## Tasks to complete
a: Answer these questions from the essay about the writer's mother, marking each answer to match:
(i) How old was the mother when she died?
(ii) What did the writer sign up for after acknowledging the postpartum depression?
(iii) How many paths did the writer see ahead with the birthday approaching?
b: Rewrite everything from "How does one" down to "and a new mom." in the essay about the writer's mother, with "ticking time bomb" swapped out for "countdown clock".
c: Write what comes next in the essay about the writer's mother, starting after its final sentence.

## Study text
^^^^^^^^
I guess I should start off my saying that my mom passed away at the age of 32 when I was only fourteen months old. My wonderful father raised my then eight year old sister, six year old brother and me along with the help of his mother in law, my nana. I never knew what it was like to see my mom, hear her voice, or watch my parents together. All my memories of her are saved in a few photo albums and some sections of my mind where I keep the stories I have been told over the years. I remember what it was like to discover boxes of old super 8 movies when I was snooping around in my dad’s closet as a kid and to finally see those movies burned onto dvd years later. It was the first time I had ever seen my mom move. There are no sounds on these videos so I cannot hear her voice but seeing her move meant everything to me. She died of brain cancer which was discovered shortly after she gave birth to me, despite expressing symptoms throughout the pregnancy. While I never officially mourned for my mom, I think it may be the true source of my postpartum depression that I faced so painfully after my daughter’s birth.


How does one come to the age when their mother passed away and survive? How do they learn to be a good wife or a mother for the first time without that mother figure to guide them? In my mind, I have been saving up all of these thoughts and goals to accomplish when I get older and yet a part of me never believed I would live beyond the age of 32. I guess I sort of saw my mom’s death as a ticking time bomb waiting to happen. When I acknowledged my postpartum depression, I signed myself up for an MRI of my brain to once and for all prove to myself that I did not in fact have an undiscovered brain tumor like my mom. After the doctor gave me the free and clear, I went back to rebuilding my life and reinventing myself as a wife and a new mom.


Thus, the birth of this project. One night a few months ago, I realized that my birthday was just around the corner and that I had two paths to take. I could fall slowly but surely into a year long depression waiting for the bad news to come and mourning once again the loss of my mom. Or, I could turn this year into a project, a year of goals where I seek to accomplish something each month and achieve goals my mother never had the chance to achieve. I guess it is sort of like living through her but in my own way. I decided it was time to stop living in fear of dying and at the same time, stop living in what felt like the shadow of my husband’s career and my children’s nap schedule.
^^^^^^^^
## Information given
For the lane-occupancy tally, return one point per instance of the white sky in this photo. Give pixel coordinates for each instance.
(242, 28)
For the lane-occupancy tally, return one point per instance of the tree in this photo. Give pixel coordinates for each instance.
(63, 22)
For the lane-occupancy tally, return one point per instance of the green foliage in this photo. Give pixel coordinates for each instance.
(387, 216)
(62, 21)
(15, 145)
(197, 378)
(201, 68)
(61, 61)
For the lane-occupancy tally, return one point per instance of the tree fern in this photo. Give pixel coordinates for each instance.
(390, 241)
^^^^^^^^
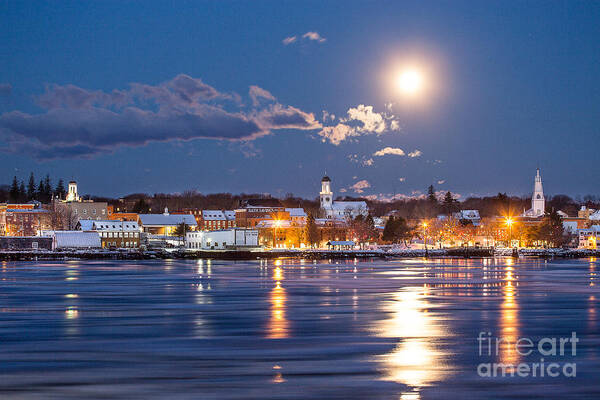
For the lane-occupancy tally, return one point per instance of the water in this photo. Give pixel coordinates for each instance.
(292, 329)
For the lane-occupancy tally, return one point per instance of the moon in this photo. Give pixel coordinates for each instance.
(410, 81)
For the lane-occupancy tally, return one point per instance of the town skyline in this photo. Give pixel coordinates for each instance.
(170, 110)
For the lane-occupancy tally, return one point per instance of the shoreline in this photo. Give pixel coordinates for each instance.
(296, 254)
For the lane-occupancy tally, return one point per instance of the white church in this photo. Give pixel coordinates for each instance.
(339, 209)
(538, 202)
^^^^^^^^
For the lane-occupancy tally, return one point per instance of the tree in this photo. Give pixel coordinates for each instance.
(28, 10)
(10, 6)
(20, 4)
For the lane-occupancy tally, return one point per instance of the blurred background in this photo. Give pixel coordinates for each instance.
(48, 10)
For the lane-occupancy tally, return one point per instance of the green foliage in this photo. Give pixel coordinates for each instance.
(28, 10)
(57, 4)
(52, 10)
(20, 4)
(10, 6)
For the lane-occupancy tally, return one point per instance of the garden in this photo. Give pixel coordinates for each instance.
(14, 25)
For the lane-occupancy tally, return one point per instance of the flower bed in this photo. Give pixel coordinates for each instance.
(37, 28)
^^^^^^^^
## Per-task outputs
a:
(i) 32
(ii) An MRI of the brain
(iii) Two

b:
How does one come to the age when their mother passed away and survive? How do they learn to be a good wife or a mother for the first time without that mother figure to guide them? In my mind, I have been saving up all of these thoughts and goals to accomplish when I get older and yet a part of me never believed I would live beyond the age of 32. I guess I sort of saw my mom’s death as a countdown clock waiting to happen. When I acknowledged my postpartum depression, I signed myself up for an MRI of my brain to once and for all prove to myself that I did not in fact have an undiscovered brain tumor like my mom. After the doctor gave me the free and clear, I went back to rebuilding my life and reinventing myself as a wife and a new mom.

c:
There is no better time for me to pencil myself into my weekly calendar than now. So I have decided to make a list of all the things I have wanted to do, fears to overcome, tasks to accomplish, and select one “project” per month to tackle during my 32nd year. These goals will help me look forward to the year to come and keep reminding myself that I am here for the long haul. I have started compiling a list of fears to overcome such as speaking in front of crowds as well as mundane dreams of mine such as volunteering at a flower shop. Also, I never learned to ride a bike. My brother once tried to teach me but I rode into a parked car at the elementary school behind my house growing up and that was it. If it’s not stationary, I don’t ride it.


I am sure there are many more large scale dreams of mine I would like to achieve such as backpacking in Australia and New Zealand or getting glammed up and attending the Oscars but for a young mom of two with a husband who works over 90 hours a week, I am trying to be realistic and accomplish the little things on my list this year. Perhaps I will overcome my fear of heights through a ropes course or experience a new side of nature while whitewater rafting. Or perhaps this year will be about ME experiencing ME, uncovering MY lost voice and flipping this midlife crisis on its back. This will surely be an adventure of a lifetime. I just hope I am brave enough to come along for the ride.